What you should do:
Find each line in the rows below that contains the string "grass" and copy those lines.

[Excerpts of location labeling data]
======
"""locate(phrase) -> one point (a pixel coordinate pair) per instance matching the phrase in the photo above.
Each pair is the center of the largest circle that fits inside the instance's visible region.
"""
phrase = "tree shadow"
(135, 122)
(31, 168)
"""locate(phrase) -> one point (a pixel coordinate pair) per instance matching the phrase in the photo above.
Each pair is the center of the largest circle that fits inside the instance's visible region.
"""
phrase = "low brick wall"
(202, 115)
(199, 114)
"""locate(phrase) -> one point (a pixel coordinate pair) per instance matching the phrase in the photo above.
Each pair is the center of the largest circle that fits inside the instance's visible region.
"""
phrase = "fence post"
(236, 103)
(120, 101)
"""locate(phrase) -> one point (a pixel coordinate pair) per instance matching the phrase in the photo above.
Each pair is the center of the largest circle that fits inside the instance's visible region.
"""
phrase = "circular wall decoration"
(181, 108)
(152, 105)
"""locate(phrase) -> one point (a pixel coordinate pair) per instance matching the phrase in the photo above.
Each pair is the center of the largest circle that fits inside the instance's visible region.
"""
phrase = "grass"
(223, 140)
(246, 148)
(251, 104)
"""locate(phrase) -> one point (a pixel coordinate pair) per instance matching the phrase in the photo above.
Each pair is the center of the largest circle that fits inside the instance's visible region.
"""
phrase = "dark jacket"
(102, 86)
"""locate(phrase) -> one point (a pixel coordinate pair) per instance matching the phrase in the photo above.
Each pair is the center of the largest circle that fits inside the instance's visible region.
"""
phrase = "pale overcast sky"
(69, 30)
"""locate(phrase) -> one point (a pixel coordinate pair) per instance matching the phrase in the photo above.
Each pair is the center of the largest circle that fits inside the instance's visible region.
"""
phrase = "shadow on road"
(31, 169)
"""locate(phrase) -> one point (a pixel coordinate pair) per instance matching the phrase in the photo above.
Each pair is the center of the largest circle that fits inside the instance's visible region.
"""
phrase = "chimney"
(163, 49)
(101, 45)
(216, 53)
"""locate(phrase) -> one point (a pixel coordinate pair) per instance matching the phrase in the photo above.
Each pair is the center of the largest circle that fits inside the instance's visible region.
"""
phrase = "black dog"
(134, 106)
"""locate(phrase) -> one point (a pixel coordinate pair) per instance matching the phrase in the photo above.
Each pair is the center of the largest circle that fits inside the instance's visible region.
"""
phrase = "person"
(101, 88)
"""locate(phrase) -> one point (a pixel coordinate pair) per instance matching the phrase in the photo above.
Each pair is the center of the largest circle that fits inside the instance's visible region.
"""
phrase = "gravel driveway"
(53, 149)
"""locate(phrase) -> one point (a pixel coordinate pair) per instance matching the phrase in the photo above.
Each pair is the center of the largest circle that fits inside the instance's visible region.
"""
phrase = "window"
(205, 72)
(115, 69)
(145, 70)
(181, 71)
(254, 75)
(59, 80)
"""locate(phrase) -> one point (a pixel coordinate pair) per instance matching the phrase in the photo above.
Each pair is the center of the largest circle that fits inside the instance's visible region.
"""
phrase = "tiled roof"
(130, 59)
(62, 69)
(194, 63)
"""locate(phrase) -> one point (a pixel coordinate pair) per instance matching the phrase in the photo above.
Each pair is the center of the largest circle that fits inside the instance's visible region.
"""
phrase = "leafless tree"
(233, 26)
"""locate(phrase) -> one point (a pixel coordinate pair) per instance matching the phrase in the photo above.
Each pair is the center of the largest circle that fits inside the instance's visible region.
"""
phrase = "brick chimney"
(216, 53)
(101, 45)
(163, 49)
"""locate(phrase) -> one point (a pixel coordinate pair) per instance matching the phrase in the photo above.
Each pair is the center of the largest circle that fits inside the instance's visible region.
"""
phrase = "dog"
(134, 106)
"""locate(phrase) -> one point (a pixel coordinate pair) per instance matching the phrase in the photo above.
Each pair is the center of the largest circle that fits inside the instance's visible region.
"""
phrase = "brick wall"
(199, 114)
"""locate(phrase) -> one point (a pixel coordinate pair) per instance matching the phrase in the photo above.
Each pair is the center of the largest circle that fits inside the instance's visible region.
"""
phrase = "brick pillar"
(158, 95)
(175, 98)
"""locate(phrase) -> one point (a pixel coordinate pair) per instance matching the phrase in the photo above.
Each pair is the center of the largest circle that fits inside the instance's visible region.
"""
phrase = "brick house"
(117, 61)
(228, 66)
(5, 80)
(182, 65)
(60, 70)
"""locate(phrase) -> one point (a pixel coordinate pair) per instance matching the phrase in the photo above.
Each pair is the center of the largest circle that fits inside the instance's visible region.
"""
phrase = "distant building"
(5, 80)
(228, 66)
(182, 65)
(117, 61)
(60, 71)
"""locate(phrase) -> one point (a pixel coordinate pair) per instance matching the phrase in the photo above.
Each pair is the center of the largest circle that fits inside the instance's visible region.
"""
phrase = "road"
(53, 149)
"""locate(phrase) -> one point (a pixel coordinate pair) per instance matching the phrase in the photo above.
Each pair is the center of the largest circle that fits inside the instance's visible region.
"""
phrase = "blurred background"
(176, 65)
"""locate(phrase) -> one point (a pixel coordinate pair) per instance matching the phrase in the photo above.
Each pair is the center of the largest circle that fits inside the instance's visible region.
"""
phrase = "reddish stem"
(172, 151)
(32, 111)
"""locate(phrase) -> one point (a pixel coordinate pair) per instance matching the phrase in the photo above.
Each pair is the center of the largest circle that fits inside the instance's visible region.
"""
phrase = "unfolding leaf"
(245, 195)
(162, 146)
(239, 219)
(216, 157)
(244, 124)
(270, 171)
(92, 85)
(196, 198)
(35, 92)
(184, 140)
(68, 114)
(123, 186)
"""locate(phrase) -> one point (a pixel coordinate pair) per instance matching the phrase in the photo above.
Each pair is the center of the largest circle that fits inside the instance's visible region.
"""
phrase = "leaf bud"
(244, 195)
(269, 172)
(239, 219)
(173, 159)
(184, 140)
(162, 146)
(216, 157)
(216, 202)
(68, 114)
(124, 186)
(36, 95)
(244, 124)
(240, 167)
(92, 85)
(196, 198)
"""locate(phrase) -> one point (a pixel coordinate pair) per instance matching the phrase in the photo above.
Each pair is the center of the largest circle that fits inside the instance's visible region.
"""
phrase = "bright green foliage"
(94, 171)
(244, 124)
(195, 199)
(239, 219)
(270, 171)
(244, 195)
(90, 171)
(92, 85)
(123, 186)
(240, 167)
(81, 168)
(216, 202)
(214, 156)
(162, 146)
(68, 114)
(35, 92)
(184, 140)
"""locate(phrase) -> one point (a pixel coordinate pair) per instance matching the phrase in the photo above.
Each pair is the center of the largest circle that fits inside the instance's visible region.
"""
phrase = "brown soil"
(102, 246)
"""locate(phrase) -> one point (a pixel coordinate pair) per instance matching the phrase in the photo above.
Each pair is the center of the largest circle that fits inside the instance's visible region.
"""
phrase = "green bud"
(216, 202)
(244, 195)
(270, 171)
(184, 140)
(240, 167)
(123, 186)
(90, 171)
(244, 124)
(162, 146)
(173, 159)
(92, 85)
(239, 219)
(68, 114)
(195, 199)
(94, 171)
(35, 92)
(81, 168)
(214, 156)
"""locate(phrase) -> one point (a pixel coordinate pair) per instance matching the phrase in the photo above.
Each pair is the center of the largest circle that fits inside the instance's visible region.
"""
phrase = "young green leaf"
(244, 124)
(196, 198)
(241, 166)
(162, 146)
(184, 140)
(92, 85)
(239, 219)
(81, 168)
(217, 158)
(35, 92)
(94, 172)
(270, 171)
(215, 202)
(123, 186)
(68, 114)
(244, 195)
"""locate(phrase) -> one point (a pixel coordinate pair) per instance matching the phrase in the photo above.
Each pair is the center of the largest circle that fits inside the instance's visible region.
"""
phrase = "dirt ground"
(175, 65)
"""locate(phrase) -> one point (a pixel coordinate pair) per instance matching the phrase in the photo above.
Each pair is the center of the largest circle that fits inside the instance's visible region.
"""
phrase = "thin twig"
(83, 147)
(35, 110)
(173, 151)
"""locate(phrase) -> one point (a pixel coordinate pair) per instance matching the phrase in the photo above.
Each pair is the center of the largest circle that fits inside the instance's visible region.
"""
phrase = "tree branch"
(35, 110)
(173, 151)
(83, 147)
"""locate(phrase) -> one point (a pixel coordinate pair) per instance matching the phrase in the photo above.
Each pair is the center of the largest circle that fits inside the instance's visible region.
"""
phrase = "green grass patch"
======
Response to this task:
phrase = "grass"
phrase = "green grass patch"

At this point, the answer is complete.